[WHAT THE TASK ASKS]: Reproduce the entries below word for word, beginning at the line that has "indicate the tall" and stopping after the line that has "column 193, row 195". Include both of those lines.

********************

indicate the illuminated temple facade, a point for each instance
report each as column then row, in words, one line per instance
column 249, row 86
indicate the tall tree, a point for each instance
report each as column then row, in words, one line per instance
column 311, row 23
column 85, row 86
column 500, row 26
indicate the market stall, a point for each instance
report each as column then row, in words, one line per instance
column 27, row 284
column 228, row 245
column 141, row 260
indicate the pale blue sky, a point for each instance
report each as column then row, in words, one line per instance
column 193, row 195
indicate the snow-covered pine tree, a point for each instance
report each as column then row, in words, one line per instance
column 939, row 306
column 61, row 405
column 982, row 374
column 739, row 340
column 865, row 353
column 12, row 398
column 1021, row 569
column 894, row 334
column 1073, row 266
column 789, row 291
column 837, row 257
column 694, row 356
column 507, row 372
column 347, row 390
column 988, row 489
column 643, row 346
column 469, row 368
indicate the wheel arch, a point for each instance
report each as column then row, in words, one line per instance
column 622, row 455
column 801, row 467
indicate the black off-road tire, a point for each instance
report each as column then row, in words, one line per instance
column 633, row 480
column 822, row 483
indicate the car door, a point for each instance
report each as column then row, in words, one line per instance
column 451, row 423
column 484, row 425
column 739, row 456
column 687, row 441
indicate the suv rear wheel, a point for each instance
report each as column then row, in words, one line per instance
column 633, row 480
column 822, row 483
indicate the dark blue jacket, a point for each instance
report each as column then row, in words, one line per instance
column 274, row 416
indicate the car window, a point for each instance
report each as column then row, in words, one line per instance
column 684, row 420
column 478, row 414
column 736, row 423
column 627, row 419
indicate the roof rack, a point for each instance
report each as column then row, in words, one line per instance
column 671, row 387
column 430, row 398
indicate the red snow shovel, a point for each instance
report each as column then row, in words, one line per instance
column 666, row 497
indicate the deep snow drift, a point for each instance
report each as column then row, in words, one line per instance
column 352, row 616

********************

[EXPECTED ANSWER]:
indicate the tall tree, a point for each instance
report each as column then row, in words, one line per instance
column 311, row 23
column 85, row 86
column 500, row 26
indicate the market stall, a point for each instance
report each as column then row, in words, one line per instance
column 27, row 284
column 228, row 245
column 141, row 260
indicate the pale blue sky, a point for each instance
report each as column then row, in words, one line per instance
column 193, row 195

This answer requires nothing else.